Segment Start: DATA SUPPLIED
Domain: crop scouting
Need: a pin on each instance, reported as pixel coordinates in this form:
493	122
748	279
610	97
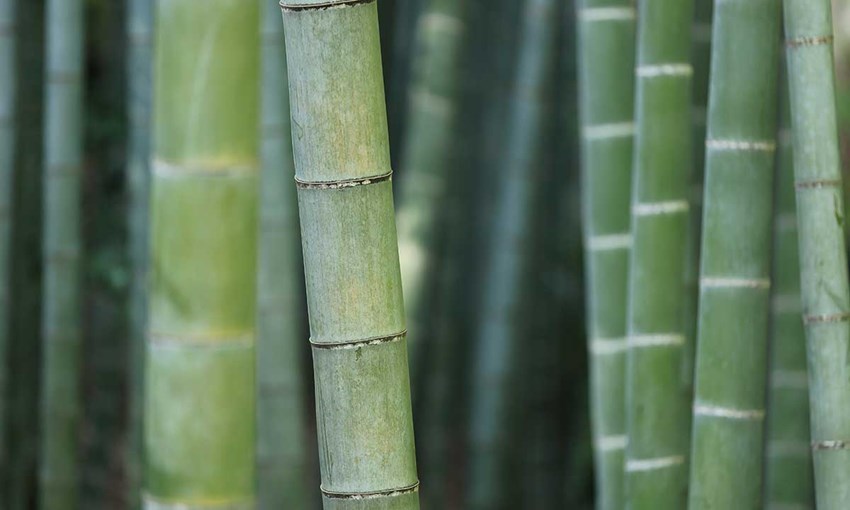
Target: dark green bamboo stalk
281	460
823	257
729	405
788	472
657	396
354	294
139	68
199	379
606	74
61	321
Segment End: DATA SUPPLIED
### [EXERCISE REQUIREMENTS]
Would you retype every record above exactly, leaving out the pictures?

### [RESPONSE AREA]
Domain: crop scouting
Need: a pin on each instance, reported as pixel coordinates in this form:
493	122
748	279
610	97
Target: dark green bamboo stalk
281	460
823	257
729	405
788	472
657	396
354	294
139	68
199	379
606	74
61	321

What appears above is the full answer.